> [Material supplied]

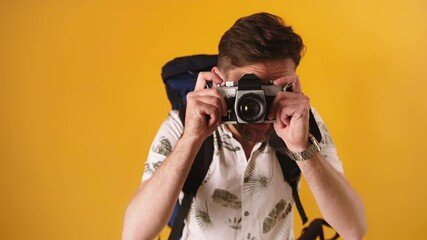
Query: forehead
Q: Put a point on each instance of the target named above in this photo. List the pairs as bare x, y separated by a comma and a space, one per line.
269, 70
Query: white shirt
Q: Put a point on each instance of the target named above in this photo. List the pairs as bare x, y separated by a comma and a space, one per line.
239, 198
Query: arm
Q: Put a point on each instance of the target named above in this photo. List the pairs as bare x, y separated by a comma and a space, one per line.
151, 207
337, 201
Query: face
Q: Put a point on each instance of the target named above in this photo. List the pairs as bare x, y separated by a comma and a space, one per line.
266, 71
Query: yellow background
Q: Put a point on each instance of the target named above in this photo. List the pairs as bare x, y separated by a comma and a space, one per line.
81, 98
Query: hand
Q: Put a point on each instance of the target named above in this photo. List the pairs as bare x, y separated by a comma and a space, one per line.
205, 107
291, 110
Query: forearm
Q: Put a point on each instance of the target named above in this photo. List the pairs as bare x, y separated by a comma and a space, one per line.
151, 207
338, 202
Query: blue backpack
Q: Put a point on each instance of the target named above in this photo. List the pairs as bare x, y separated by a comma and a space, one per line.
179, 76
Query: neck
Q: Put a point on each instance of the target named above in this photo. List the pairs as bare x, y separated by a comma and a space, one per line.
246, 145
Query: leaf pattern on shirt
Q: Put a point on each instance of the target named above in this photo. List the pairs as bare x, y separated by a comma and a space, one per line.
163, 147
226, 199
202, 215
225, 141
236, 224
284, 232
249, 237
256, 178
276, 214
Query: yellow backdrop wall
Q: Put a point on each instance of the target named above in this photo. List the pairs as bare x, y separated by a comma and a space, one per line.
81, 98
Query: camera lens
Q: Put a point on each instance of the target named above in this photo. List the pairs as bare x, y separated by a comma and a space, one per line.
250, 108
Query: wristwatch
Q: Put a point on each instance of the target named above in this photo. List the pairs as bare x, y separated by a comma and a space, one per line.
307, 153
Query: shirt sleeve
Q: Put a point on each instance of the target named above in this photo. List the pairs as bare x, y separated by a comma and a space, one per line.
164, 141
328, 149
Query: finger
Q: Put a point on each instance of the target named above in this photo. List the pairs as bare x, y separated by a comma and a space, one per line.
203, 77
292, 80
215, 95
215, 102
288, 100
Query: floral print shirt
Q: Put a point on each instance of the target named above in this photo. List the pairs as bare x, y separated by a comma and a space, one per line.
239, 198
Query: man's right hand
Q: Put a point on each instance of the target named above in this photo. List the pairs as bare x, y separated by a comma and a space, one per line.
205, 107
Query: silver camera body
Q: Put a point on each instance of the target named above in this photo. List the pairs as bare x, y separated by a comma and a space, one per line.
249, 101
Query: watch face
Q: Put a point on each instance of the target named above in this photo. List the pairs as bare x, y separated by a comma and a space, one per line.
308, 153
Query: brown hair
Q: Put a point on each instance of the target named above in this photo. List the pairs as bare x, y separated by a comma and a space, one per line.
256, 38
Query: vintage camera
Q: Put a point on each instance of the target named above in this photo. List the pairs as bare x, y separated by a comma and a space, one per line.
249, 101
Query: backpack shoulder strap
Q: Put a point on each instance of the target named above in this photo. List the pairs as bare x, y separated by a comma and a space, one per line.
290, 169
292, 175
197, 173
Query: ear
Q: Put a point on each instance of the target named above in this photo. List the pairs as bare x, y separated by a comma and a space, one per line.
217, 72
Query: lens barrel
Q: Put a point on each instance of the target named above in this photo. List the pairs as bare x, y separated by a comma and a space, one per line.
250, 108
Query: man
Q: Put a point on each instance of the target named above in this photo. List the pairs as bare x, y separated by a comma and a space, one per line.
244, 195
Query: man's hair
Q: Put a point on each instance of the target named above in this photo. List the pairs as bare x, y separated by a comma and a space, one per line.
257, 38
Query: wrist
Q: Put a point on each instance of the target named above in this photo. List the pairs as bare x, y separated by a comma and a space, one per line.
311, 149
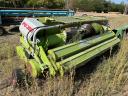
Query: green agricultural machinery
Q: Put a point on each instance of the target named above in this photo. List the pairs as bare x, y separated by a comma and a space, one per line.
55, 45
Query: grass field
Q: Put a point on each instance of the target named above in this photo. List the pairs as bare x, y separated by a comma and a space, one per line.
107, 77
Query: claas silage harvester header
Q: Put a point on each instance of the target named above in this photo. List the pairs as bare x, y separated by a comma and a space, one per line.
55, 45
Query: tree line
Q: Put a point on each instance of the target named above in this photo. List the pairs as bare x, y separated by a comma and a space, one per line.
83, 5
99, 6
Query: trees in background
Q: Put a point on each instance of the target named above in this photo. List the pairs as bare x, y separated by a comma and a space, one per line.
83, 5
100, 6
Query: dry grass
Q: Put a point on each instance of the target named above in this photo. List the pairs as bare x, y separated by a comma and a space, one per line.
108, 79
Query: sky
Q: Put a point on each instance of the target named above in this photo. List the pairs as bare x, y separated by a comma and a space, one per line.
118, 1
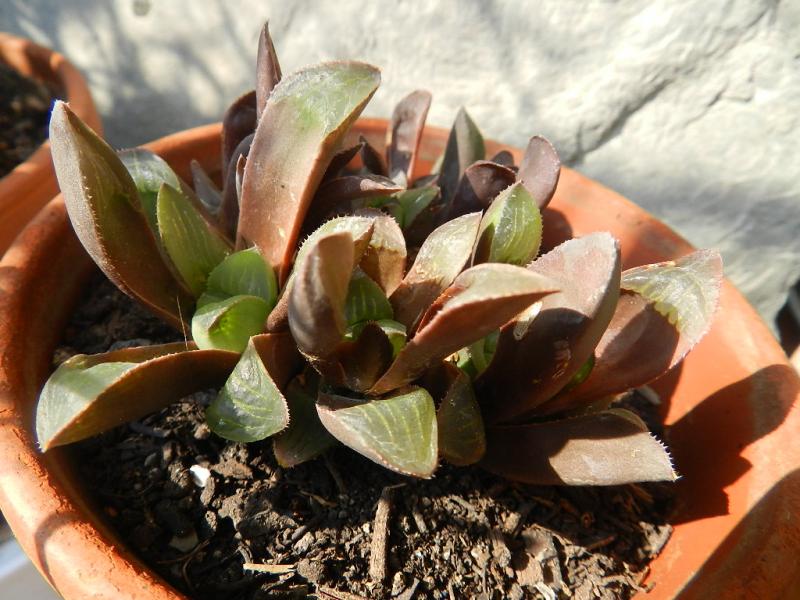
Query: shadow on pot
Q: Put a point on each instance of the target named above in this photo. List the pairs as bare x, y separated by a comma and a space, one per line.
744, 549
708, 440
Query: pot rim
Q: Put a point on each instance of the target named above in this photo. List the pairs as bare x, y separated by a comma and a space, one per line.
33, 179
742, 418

> [Task brief] Each line of the material must be retyped exactly, except that images are omitted.

> [Reply to the task]
Query: forehead
Q: Put a point on each instance of the target named above in this photo. List the pairs as bare x, y separated by a comma and a space, one per line.
269, 70
Query: white shirt
Q: Put a point on each instance of the target named above in this photo. List the pairs as bare x, y separated by a comma and a space, one per line.
239, 198
Query: arm
Q: Put a point on each instance of the target named above in this photo. List the pairs as bare x, y separated by a comma and a space, one per line.
151, 207
337, 201
Query: face
Q: Put a point on each instance of the target named above in this photo. List the pairs as bare x, y separated by a comma and a space, one per line.
266, 71
Query: yellow background
Q: Put a point on each instance of the target named above in this photo. List the pairs as bare x, y separated by a comma and a space, one per line.
81, 98
Query: hand
Q: Put a point on each instance of the target named above in this photo. List the pairs as bare x, y separated by a comma and a space, one per line.
205, 107
291, 110
Query: forearm
Q: Put a point on each instance of the target named above in this photo. List the pairs as bare x, y separated by a comma and a space, one per line.
151, 207
338, 202
Query: blue backpack
Q: Put a point on each instance of the target named above in this photo. List the pairs as bare x, y separated by a comma and a space, one per line.
179, 76
Query: neck
Q: Put a point on each instance of the target named above in this photo. List the pairs as bare x, y separated by a comma and a space, one per line.
246, 145
Query: leaf pattern on shirt
Q: Put a point on each instance of the target named above in this photo. List the pairs as bare x, y separated by a comma and a space, one per line.
163, 147
226, 199
202, 215
225, 141
236, 224
284, 232
249, 237
256, 178
276, 214
Query: yellow backdrop wall
Q: Put a point on each instance of the target named above in this photo. List the pairs as bare x, y separated by a comma and a space, one per line.
81, 98
Query: camera lens
Q: Put a point on each instance of the target named above in this photo. List the pairs as bare x, y separated by a comma and a space, one per line.
250, 108
Query: wristwatch
Q: Put a point on each instance of the target named above in this photo. List the pairs as bare x, y separated by a comma and a space, one per line.
307, 153
Query: shirt sleeve
Q: Put a point on each instance of the target named above in this photo. List the pairs as bare x, y separated by a comma and a space, one per line.
164, 141
328, 149
Query: finger
Q: Put a point on each instance of the target named above in this photo. List the pairs as bare x, y separated by a comma and a space, one per line.
203, 77
292, 80
215, 95
215, 102
288, 100
Query: floral print shirt
Q: Put a point on each instance of the target named above in this photo. List the pairs as bare x, y separated by a comma and a space, one per line.
239, 198
Query: man's right hand
Q: Put a point on each instance of the target named above in this photo. List the pairs as bare x, y separated by a comma and a space, one per line.
205, 107
Query: silver camera body
Q: Put a point on each instance of the target named above in this photo. List the pairs as bare x, y separated by a comma and a space, one per line.
249, 101
Query: watch face
Q: Put a point on each instance of the target named above in this photo. List the pairs as bare x, y separated by a comma and a space, one per line.
308, 153
Query: brown hair
Q: Put a point on each instance of the target named above in this photo. List the pairs as bare x, y separated by a comma and a space, one per line.
256, 38
Query: vintage camera
Q: Put a point on each instance of the target named above in this photo. List the pairs as bare x, y separated by a comma and a space, one per line.
249, 101
Query: backpack shoulder strap
Q: Put a point on each instance of the target named above in this photo. List the pairs as bare x, y separated by a comma and a space, one per line.
290, 169
292, 175
197, 173
Query: ear
Q: Put a point on each instance of the target named above in this photo. List the pairs as bare x, y separated by a comma and a space, one per line.
217, 72
Query: lens barrel
Q: Put a point on each instance of the target named above in this photo. List the pairs as bare x, y separated by a comma and a space, one per line.
250, 108
Query: man
Q: Put a point on each instance of the target named above in this photo. List the pairs as bare x, y separated by a comma and a space, one per line.
244, 195
Query: man's hair
Q: Put a point on each instance of the target named above in this photo. List the pairs as bare x, y separated by a comma and a space, one per line.
257, 38
Query: wrist
Q: Put a point on each instance of the target named above in this photo. List the pairs as bare x, y separated by a comma and a space, one per line.
311, 149
Query: green agricultural machinery
Q: Put a point on each instance of the target named above in this photo. List the pairs as bare x, y separated by a comma and a space, one per line.
55, 45
Query: grass field
Q: Put a point on each instance of the target named above in this photo. List the pairs as bare x, y separated by a comma and a space, one per line.
107, 77
Query: claas silage harvester header
Q: Put a point on each instance of the target named above in this photo. List the pairs as bare x, y separated by a comma and a space, one per line.
55, 45
Query: tree line
Q: Put a point on each instance of the target named above in this photo. List the pairs as bare x, y separated by a comma and a space, one per line.
83, 5
99, 6
Query: trees in background
Q: Put a point on each instance of the target named above in this photo. List the pairs as bare x, y separated by a comma and a space, one per line.
83, 5
100, 6
Query: dry grass
Q: Put a point on each instance of the target named above in this photo. List the pairs as bare x, y separated by a comma and a space, one per line.
108, 79
Query: sky
Q: Put a point on each instance of the target named above in this photo. List the pairs as bare x, y separated by a comma and a space, one per line.
118, 1
Query: shadow on pot
Q: Put a point on each instance of the target named above in this photo. List the pairs as bare x, y separated by a comma and a space, one per line.
744, 549
708, 440
Query: pot rim
Q: Put a point on each instance of the target named above in this photo. List the pairs as bare x, y separated by a comma and a space, one per line.
33, 179
742, 418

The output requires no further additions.